To assess the aggregate impact of data processing across the 9 data subsets, we conducted Genome Scan Meta-analysis (GSMA) [10] based on the NPL results. Following recommendations in [10] and [11], empirical p-values (one million replicates) were based on the observed square root weighted summed ranks of bin-maximum NPLs, using bin sizes of 25 cM. In order to align genetic positions across studies, we first projected the subset-specific NPL results onto the common reference map described above.

In order to conduct “apples to apples” comparisons, we included families that were retained through all processing steps in CAPS-Geno, but dropped 16 families too large for MERLIN to handle without trimming either before or after processing. We also included only families with at least two affected cases under both HGI-Pheno and CAPS-Pheno. This ensured identical sample sizes across all four data configurations, allowing us to assess data processing effects independently of confounding by changes in which families were included at various processing stages. (The one exception occurred in Study 3: 6 families listed with separate family IDs in HGI-Geno were joined pairwise in CAPS-Geno, for a net reduction of 3 families). Thus any impact of data regularization on results, as reported below, is due solely to changes made in this set of pedigrees, and not due to differences in sample sizes that would result if we were to base inclusion criteria on CAPS-Pheno rather than HGI-Pheno. Note that as a result, of the 1,534 original families (Table 1), only 1,020 are actually used for purposes of these comparisons. Table S1 (available online) gives HGI ID's for families used at each stage and annotates reasons for dropping families where applicable.

EXPLORE THE MATERIAL:
(A) Which data-version labels beginning with "HGI" or "CAPS" appear in the methods passage? List each one once.
(B) In the methods passage, how many of the 1,534 original families are actually used for the comparisons?
(C) Continue the methods passage from its last sentence.

EXTRACTED ENTRIES:
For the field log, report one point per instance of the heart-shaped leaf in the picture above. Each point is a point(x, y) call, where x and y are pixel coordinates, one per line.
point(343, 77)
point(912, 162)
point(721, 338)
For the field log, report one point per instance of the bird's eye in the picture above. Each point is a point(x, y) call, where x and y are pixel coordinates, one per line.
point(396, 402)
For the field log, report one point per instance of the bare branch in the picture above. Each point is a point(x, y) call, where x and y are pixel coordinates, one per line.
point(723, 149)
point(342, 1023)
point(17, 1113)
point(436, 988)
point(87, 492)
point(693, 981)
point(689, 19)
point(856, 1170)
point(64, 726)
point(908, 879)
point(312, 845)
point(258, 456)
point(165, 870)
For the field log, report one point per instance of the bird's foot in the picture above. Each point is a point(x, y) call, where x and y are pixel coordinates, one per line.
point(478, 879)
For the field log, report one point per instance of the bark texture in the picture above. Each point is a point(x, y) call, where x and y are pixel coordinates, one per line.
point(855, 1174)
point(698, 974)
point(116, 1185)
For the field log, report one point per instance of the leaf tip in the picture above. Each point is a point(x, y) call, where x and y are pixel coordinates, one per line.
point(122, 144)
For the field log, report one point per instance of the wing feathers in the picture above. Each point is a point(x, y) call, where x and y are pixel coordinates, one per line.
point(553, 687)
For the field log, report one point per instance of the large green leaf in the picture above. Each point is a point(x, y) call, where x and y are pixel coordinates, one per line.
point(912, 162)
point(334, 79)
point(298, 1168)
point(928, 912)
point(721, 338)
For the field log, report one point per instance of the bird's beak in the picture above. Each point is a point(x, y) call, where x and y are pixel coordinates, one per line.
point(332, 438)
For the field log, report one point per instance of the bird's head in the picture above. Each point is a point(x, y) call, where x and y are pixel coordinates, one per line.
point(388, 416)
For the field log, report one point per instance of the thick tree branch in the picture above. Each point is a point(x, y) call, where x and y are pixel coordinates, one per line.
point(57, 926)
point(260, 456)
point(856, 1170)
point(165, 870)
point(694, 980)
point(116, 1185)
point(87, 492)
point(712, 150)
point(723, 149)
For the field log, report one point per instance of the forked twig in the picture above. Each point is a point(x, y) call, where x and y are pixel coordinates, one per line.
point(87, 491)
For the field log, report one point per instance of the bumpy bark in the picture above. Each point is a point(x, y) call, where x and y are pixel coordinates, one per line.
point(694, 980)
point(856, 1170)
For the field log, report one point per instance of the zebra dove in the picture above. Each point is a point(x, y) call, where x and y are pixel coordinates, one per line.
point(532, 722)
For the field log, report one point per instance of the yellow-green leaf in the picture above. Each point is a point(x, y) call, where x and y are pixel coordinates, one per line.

SET OF ANSWERS:
(A) CAPS-Geno, HGI-Pheno, CAPS-Pheno, HGI-Geno

(B) 1,020 families.

(C)
In what follows, we (i) detail the effects of data processing on the data themselves; (ii) illustrate the separate and combined effects of phenotype and genotype processing on linkage results in individual data subsets; and (iii) examine the overall effect of processing on meta-analyses of the entire HGI data set.

(i) Results of CAPS Data Regularization

During preliminary data handling, we resolved 1,052 discrepancies in family membership between the distribution files and the genotype files (individuals found only in one file or the other), 121 discrepancies in assigned parentage across the two sets of files, and 8 discrepancies in recorded sex. Duplicative marker aliases were resolved for 69 markers. We dropped 5 markers not found in any map database as well as a single custom marker that was redundant with a standard one. There were 14 changes in marker order going from HGI-Geno to CAPS-Geno.

Processing of the genotype data for the initial 1,552 pedigrees resulted in the following actions. Seven markers were dropped due to HWE violations; 241 microsatellite markers were removed in all (with a range of 3 to 81 markers per data set; this left a range of 373 to 395 markers per data set), and genotypes for 46 individuals were zeroed out due to excess missingness. As a result of relationship checking, 5 families were removed and 36 corrections were made to the pedigree structures, including removal of 14 monozygotic twins and 13 other family members. In addition, 10 families were dropped due to excess Mendel errors, and 3 extended pedigrees were reconstituted from 6 separate family IDs (as noted above). There were 52 discrepancies between recorded sex and X-chromosome genotypes, of which only 4 cases were verifiable by genotyped mate and offspring. Estimation of the marker positions and allele frequencies resulted in numerous adjustments from HGI-Geno. Following these steps, there were a total of 1,534 pedigrees.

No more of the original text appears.